▶ Provided entries

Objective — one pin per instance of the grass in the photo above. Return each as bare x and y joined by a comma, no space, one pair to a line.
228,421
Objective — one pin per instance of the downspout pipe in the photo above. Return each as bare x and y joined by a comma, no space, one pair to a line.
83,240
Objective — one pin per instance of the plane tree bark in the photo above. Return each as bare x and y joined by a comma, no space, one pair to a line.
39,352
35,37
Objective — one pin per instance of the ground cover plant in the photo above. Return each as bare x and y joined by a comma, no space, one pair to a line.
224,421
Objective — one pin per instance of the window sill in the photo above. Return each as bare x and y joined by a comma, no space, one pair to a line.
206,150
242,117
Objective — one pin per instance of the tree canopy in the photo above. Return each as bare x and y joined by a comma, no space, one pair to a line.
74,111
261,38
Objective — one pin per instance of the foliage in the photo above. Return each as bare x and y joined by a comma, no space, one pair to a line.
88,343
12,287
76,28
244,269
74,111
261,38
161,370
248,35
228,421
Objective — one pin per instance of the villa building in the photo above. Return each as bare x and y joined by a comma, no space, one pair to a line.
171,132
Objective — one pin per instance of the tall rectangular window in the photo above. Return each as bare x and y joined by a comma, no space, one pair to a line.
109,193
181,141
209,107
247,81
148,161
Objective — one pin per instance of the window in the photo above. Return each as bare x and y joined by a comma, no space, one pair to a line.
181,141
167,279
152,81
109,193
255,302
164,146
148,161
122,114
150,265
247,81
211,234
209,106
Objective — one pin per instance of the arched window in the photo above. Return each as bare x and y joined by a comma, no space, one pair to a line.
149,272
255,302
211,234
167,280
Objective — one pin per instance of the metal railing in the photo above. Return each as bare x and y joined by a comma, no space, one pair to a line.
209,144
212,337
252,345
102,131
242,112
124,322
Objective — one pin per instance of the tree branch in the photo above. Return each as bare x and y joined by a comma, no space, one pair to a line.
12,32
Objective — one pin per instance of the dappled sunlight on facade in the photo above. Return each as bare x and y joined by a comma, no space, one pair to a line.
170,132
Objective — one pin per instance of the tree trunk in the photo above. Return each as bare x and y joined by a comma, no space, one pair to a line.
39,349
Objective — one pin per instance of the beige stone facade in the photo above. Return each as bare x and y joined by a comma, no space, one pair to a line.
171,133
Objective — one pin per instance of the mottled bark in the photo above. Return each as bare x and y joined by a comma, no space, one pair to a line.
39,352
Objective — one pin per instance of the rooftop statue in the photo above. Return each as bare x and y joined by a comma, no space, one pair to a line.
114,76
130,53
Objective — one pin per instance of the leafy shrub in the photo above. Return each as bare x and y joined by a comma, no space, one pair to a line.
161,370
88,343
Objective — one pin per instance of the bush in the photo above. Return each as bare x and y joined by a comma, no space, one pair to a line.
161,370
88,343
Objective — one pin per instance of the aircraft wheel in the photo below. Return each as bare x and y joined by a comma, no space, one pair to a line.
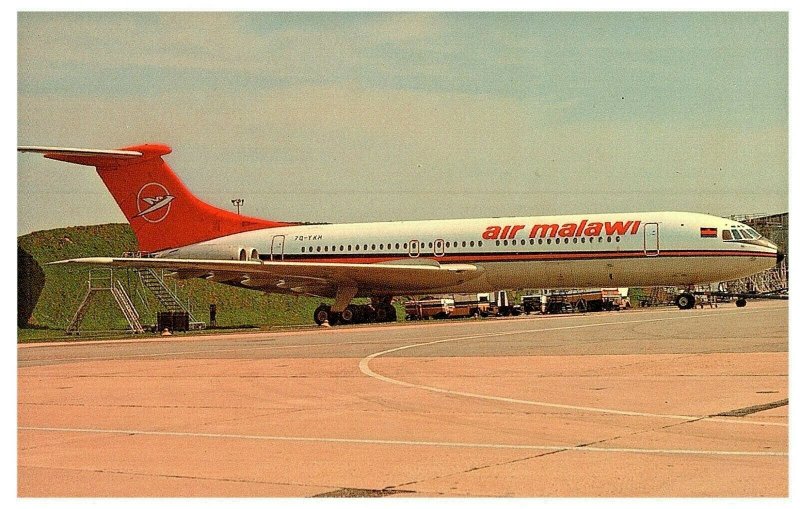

▶ Task to carry out
Copy out each line above that contains the string "bark". Matching is case-sensitive.

▶ Output of the task
Objective — one pin per instance of the plane tree bark in the photo above. Return each as bare x and y joined by a comma, no space, one pair to a line.
Objective — one pin per instance of the mottled bark in the photo above. Return each as bare x and y joined by a comma, no space, one pair to a line.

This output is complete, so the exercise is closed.